- **Fragen zum Inhalt**
- a) Beantworte anhand des Textes über HDL-Cholesterin die folgenden Fragen:
(i) Wofür ist das Gen SCARB1 zuständig?
(ii) Bei wie vielen Personen mit auffallend hohen HDL-Cholesterinwerten wurden Gene sequenziert?
(iii) Wie alt war die Versuchsteilnehmerin, bei der eine Mutation in den SCARB1-Genen festgestellt wurde?
- b) Gib aus dem Text über HDL-Cholesterin den Abschnitt wortgetreu wieder, der mit „Das wissenschaftliche Team“ beginnt und bis einschließlich „ist. (Spiegel, 2016)“ reicht.
- c) Übersetze diesen Satz aus dem Text über HDL-Cholesterin ins Englische: „Das Gen ist zuständig für den Transport des Cholesterins in die Leber.“

- **Textauszug**

********

Daher wird das LDL-Cholesterin allgemein auch als „böses LDL“ bezeichnet, während das HDL-Cholesterin den guten Part übernimmt und eine solche koronare Erkrankung verhindert. Unter diesem Aspekt wird heute bei einer Lipidtherapie der Cholesterinspiegel durch Medikamente angehoben, um so einer Herz-Kreislauf-Erkrankung vorzubeugen.

Zweifelhaft gutes HDL-Cholesterin

Allerdings bestehen seit einigen Jahren Zweifel an der positiven Wirkung von hohen
Cholesterinwerten. Experimentelle Tierversuche untermauern diese Annahme. So konnte bei Mäusen, denen ein bestimmtes Gen fehlt, trotz hoher Cholesterinwerte eine Gefäßverkalkung festgestellt werden. Bei dem Versuch wurden die hohen Cholesterinwerte der Mäuse durch das Ausschalten des Gens SCARB1 künstlich erzeugt. Das Gen ist zuständig für den Transport des Cholesterins in die Leber. Wird dieser Transport gestört, kommt es zu erhöhten Cholesterinwerten im Blut. (ScienceMag, 2016, 10.1126/science.aaf4175)

Das wissenschaftliche Team um Dr. Daniel Rader der University of Pennsylvania hat nun gezielt beim Menschen nach diesem Gendefekt gesucht. Bei der Versuchsreihe wurden bei 328 Personen mit auffallend hohen HDL- Cholesterinwerten Gene sequenziert, die mit dem Lipidstoffwechsel assoziiert werden. Bei der wissenschaftlichen Untersuchung konnte eine 67 Jahre alte Versuchsteilnehmerin ermittelt werden, bei der eine Mutation in den SCARB1 -Genen feststellbar war. Ein HDL-Transport in die Leber war somit nicht möglich. Durch die Studie konnten die amerikanischen Forscher nachweisen, dass die Wertschätzung des HDL-Cholesterin als sogenanntes „gutes Cholesterin“ zumindest bei Menschen, die das besagte mutierte Erbgut aufweisen, nicht zutreffend ist. (Spiegel, 2016)

********

- **Daten**
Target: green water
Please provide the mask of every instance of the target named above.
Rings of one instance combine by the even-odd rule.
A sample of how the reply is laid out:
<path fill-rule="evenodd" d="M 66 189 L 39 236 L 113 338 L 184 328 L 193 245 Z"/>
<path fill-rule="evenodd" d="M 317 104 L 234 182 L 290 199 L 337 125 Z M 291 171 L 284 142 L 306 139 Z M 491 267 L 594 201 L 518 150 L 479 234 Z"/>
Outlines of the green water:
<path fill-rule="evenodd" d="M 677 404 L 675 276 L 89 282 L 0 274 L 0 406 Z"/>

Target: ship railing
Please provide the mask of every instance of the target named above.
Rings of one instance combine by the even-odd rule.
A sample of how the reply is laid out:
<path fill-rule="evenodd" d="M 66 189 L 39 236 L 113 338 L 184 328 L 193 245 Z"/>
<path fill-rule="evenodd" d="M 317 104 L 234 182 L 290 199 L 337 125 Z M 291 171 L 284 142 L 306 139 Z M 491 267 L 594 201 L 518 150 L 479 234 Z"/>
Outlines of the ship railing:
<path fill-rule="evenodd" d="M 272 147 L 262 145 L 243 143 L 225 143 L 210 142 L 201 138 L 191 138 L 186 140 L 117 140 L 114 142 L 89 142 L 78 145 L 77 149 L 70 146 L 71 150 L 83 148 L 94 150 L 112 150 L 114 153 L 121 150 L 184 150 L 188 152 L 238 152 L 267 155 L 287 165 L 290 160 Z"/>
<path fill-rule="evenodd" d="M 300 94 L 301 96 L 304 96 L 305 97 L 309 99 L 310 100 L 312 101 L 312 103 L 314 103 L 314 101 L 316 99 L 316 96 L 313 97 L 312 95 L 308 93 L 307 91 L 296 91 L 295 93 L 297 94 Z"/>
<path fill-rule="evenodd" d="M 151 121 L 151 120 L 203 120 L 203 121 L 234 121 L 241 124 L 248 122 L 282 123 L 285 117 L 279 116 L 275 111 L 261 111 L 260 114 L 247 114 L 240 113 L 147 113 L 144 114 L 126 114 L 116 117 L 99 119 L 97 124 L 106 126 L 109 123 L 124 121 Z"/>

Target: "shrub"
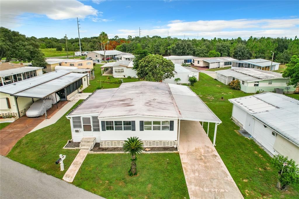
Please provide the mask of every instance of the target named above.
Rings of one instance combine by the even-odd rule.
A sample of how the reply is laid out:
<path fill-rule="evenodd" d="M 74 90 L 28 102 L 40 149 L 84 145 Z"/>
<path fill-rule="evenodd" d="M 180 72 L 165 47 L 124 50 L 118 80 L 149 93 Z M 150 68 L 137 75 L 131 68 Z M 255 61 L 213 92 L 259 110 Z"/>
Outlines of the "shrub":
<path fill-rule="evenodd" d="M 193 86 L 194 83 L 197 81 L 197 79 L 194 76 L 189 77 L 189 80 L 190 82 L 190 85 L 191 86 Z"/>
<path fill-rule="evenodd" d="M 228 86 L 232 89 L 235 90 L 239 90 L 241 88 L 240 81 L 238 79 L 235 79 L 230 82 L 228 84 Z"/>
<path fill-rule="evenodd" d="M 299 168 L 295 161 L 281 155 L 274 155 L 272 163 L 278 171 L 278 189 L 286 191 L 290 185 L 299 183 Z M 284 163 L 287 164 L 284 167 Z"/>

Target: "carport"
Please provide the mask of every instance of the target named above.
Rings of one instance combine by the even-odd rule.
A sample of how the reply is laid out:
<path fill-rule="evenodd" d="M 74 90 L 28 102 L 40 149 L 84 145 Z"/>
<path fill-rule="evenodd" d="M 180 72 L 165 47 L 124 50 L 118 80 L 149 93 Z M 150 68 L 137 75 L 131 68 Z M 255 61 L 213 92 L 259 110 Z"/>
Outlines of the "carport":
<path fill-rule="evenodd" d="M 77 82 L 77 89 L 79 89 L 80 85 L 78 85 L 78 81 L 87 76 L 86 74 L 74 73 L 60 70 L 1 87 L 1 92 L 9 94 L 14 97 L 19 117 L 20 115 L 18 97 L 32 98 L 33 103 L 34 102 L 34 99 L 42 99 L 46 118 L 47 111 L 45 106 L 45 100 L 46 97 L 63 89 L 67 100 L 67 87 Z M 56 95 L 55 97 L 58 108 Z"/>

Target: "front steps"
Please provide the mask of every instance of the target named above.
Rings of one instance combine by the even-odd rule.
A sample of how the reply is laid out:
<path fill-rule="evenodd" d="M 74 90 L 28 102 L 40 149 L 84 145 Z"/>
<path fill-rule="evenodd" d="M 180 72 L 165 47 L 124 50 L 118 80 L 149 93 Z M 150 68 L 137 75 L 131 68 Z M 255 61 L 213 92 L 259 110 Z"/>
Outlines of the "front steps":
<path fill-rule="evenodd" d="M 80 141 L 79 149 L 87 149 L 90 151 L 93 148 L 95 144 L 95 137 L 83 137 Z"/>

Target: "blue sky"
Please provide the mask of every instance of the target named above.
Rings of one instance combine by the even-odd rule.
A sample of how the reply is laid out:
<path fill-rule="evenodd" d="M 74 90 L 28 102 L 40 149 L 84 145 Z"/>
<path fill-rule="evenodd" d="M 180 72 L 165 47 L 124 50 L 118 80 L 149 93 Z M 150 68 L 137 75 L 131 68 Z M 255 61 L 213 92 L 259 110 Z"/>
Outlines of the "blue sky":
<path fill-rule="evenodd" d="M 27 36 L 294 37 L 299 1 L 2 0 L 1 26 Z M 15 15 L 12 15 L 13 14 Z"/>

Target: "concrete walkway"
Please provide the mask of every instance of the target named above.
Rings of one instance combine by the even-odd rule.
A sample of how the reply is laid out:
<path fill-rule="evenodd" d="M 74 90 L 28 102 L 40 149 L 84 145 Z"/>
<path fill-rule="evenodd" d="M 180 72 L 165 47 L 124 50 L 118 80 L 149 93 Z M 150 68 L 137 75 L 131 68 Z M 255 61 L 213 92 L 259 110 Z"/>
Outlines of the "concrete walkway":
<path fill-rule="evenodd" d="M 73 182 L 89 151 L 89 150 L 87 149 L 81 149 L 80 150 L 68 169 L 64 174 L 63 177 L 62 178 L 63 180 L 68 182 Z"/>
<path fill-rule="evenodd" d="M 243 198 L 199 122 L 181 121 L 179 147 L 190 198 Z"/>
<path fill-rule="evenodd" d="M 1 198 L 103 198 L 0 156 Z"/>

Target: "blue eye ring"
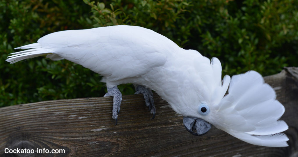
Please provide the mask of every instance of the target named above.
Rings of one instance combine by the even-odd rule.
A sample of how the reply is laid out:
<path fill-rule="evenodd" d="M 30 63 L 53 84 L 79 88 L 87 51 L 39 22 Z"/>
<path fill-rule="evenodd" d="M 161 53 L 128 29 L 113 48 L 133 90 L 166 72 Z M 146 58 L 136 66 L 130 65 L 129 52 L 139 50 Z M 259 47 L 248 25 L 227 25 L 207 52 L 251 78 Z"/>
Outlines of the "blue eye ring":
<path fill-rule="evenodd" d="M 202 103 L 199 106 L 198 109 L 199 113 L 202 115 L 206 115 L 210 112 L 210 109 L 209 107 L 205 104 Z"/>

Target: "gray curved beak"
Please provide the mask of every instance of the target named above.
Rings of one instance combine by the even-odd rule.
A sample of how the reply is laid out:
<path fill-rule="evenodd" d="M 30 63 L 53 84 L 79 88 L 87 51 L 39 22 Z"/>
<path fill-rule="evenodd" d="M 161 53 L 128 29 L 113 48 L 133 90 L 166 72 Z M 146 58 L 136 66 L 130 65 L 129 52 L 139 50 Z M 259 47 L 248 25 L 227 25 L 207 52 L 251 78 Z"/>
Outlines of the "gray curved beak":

********

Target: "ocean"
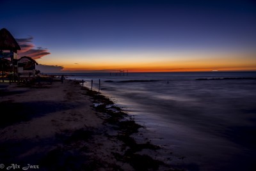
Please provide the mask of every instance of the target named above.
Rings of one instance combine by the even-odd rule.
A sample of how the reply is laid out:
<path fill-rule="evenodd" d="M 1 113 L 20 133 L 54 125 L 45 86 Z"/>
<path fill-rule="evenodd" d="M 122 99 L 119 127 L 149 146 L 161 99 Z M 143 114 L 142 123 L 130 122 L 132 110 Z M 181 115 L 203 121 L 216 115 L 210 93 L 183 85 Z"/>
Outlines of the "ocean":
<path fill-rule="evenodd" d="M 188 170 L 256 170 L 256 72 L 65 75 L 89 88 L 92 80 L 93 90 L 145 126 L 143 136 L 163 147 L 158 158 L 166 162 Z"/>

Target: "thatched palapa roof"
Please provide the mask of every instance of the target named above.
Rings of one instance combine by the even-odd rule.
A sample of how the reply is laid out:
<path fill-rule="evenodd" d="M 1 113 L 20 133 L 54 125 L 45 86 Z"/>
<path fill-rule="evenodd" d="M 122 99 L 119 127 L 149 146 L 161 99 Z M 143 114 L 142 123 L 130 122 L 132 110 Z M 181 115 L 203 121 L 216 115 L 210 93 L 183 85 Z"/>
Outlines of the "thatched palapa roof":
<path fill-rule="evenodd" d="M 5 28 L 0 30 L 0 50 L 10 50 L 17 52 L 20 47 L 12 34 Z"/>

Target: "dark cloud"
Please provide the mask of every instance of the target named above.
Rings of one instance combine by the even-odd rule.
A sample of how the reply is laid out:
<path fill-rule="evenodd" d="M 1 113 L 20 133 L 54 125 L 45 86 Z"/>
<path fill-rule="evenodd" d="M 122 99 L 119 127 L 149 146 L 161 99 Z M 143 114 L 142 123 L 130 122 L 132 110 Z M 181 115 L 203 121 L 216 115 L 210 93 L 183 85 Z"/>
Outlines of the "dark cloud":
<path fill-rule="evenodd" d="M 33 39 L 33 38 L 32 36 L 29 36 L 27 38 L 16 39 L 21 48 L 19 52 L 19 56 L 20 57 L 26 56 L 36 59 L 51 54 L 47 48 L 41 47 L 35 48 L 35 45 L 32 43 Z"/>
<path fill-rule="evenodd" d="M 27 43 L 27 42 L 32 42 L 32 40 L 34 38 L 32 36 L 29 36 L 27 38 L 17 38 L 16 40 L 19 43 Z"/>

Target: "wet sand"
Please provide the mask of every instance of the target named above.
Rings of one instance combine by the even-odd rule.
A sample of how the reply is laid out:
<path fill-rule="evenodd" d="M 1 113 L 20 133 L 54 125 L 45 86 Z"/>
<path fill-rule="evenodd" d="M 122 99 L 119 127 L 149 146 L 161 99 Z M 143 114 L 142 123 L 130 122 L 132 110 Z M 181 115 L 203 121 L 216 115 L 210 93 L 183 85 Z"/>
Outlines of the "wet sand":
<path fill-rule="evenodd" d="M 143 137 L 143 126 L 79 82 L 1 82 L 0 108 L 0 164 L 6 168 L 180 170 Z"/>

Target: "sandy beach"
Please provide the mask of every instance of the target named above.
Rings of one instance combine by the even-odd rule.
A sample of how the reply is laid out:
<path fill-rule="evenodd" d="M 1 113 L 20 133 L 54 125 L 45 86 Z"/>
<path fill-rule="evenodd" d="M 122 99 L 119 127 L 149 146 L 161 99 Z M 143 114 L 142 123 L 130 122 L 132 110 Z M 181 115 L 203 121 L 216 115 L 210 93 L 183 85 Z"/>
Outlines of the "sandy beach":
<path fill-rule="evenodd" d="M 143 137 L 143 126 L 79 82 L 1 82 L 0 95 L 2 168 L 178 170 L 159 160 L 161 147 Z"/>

********

- **Antworten im Einzelnen**
- a)
(i) Für den Transport des Cholesterins in die Leber.
(ii) Bei 328 Personen.
(iii) 67 Jahre.

- b)
Das wissenschaftliche Team um Dr. Daniel Rader der University of Pennsylvania hat nun gezielt beim Menschen nach diesem Gendefekt gesucht. Bei der Versuchsreihe wurden bei 328 Personen mit auffallend hohen HDL- Cholesterinwerten Gene sequenziert, die mit dem Lipidstoffwechsel assoziiert werden. Bei der wissenschaftlichen Untersuchung konnte eine 67 Jahre alte Versuchsteilnehmerin ermittelt werden, bei der eine Mutation in den SCARB1 -Genen feststellbar war. Ein HDL-Transport in die Leber war somit nicht möglich. Durch die Studie konnten die amerikanischen Forscher nachweisen, dass die Wertschätzung des HDL-Cholesterin als sogenanntes „gutes Cholesterin“ zumindest bei Menschen, die das besagte mutierte Erbgut aufweisen, nicht zutreffend ist. (Spiegel, 2016)

- c) The gene is responsible for transporting cholesterol to the liver.